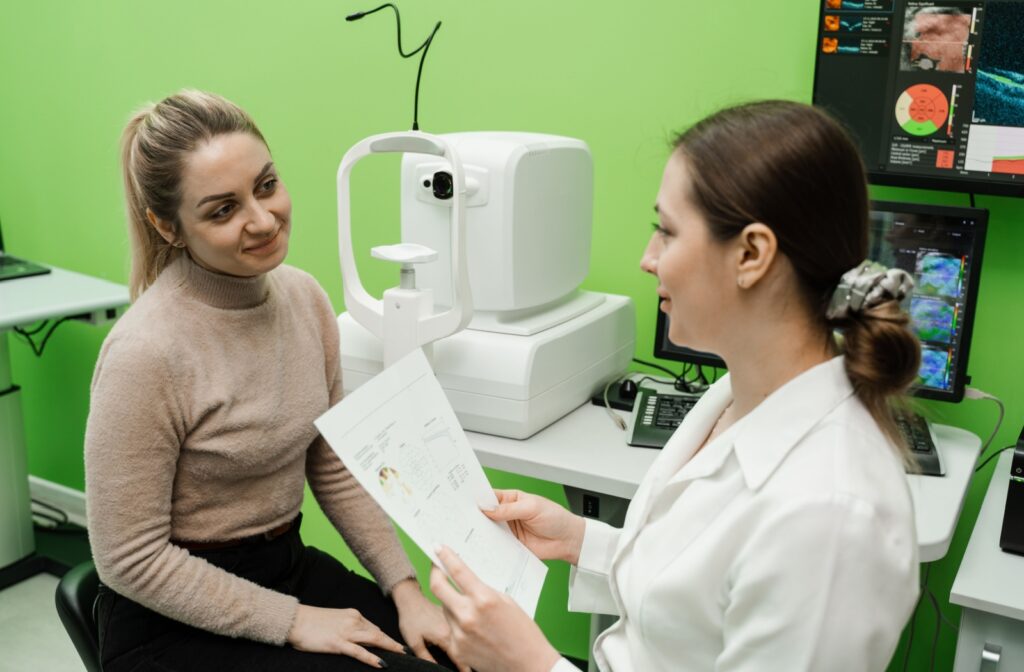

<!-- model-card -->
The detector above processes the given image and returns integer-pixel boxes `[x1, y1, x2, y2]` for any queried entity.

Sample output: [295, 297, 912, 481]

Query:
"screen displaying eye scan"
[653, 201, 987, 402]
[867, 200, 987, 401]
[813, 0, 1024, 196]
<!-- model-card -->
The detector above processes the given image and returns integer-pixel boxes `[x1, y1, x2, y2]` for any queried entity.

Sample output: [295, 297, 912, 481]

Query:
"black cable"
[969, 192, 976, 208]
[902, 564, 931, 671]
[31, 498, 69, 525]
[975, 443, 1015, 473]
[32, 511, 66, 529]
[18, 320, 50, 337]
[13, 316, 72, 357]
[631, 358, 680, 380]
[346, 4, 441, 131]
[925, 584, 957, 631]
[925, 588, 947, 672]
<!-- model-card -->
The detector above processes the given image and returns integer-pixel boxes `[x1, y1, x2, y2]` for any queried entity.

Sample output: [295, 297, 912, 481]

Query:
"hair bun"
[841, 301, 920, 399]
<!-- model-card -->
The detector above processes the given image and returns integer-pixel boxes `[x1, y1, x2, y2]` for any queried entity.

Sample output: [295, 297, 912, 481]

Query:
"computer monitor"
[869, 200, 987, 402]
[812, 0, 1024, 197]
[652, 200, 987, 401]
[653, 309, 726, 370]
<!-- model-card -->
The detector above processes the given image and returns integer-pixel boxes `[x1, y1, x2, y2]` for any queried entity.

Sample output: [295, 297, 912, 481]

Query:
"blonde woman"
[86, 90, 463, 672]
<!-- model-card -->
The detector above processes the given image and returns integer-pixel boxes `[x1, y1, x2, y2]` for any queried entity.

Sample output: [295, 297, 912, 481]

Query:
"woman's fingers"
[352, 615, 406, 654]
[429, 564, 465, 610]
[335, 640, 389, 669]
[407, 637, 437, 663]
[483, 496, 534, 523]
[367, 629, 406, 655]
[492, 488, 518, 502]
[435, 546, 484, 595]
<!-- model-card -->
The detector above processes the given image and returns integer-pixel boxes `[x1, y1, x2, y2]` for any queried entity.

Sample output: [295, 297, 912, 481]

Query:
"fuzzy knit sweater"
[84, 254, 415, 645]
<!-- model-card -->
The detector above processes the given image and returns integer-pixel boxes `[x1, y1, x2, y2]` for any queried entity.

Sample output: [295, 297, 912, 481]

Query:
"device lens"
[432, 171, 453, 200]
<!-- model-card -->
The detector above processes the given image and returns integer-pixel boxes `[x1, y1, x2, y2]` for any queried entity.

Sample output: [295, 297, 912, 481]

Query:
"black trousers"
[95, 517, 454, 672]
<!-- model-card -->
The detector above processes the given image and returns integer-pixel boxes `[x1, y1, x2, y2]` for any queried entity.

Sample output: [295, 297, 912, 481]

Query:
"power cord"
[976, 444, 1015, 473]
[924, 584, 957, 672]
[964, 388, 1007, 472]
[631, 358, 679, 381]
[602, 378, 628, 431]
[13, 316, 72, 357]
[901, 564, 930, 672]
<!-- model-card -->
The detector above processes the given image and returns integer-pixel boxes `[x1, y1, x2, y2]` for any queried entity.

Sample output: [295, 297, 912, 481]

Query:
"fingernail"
□ □ □ □ □
Give the records again exactly as they stand, so that only the pictures are missing.

▶ _Output for this task_:
<!-- model-card -->
The detector above processes the given image and returns integer-pixel boxes `[x1, y1, x2, y2]` for any queried entity.

Sample output: [295, 297, 912, 481]

Query:
"screen displaying eye scan"
[653, 201, 987, 402]
[867, 200, 987, 401]
[813, 0, 1024, 196]
<!-- model-card -->
The detector above processes the given image and returns integer-pixel boxes `[x1, y1, x2, y2]` for any queried entity.

Sample output: [295, 297, 912, 481]

Query:
"black cable"
[969, 192, 976, 208]
[902, 564, 931, 671]
[31, 498, 69, 525]
[975, 443, 1015, 473]
[32, 511, 66, 529]
[18, 320, 50, 337]
[13, 316, 72, 357]
[631, 358, 680, 380]
[346, 4, 441, 131]
[925, 584, 957, 631]
[925, 588, 947, 672]
<!-- model-card -->
The detector above processes the given image and returns integer-pixel boxes `[x1, y1, x2, y2]` for any queried entity.

Sample output: [295, 297, 912, 481]

Query:
"hair bun"
[841, 301, 920, 399]
<!-- model-card -->
The detector above processes the given image and returns integer-pixel boxes `[x1, y1, x2, y2]` for any queried entity.

Sample output: [295, 297, 912, 481]

Query:
"computer monitor"
[869, 200, 987, 402]
[812, 0, 1024, 197]
[652, 200, 987, 401]
[653, 309, 726, 370]
<!-- model-card -->
The detector above processes the given image and returns integer-pixel boxes `[x1, y1, x2, y2]` for any queried entity.

Sample output: [295, 297, 912, 481]

Query:
"blonde woman"
[86, 90, 463, 672]
<!-- model-card -->
The detector above processes the given image and returns integer-pixel boxes `[x1, y1, x2, y2]` for any queried entity.

Sample output: [295, 297, 912, 481]

Query:
"woman's fingers"
[352, 615, 406, 654]
[429, 564, 465, 610]
[335, 640, 389, 669]
[407, 637, 437, 663]
[483, 496, 534, 523]
[367, 629, 406, 655]
[492, 488, 518, 502]
[435, 546, 484, 595]
<!-- model-card -->
The detector above processes the given image and returns integer-pixel boxes `[x1, y1, x2, y2]` for any queried entity.

Sample output: [295, 297, 912, 481]

Query:
"fuzzy knit sweater"
[84, 254, 415, 645]
<!-- model-card -->
The detector above processes the given image and returns integer-pixel boxes `[x1, y1, x2, y2]` for any queried entity.

Sample output: [295, 297, 912, 481]

Query:
"device lens"
[432, 171, 453, 200]
<!-- model-card -->
The detector above processes the given image and returns integer-pixel boxes `[x1, y1, x2, y2]` for any queried entity.

Sample output: [295, 297, 912, 481]

Query:
"black trousers"
[95, 517, 454, 672]
<!-- model-card -->
The detector above processes the given image and returns integer-pixel boxes `[x1, y1, x2, y2]` for any queried entity.

Sample output: [295, 297, 912, 481]

Query:
"power cord"
[976, 444, 1015, 473]
[924, 584, 957, 672]
[964, 388, 1007, 472]
[631, 358, 679, 381]
[602, 378, 628, 431]
[13, 316, 72, 357]
[901, 564, 930, 672]
<!-- model-card -->
The detector above processes the given image and returns integer-pixel boxes `[x1, y1, x2, y2]` for any queried entity.

Sample output: [295, 297, 912, 481]

Query:
"fingernail"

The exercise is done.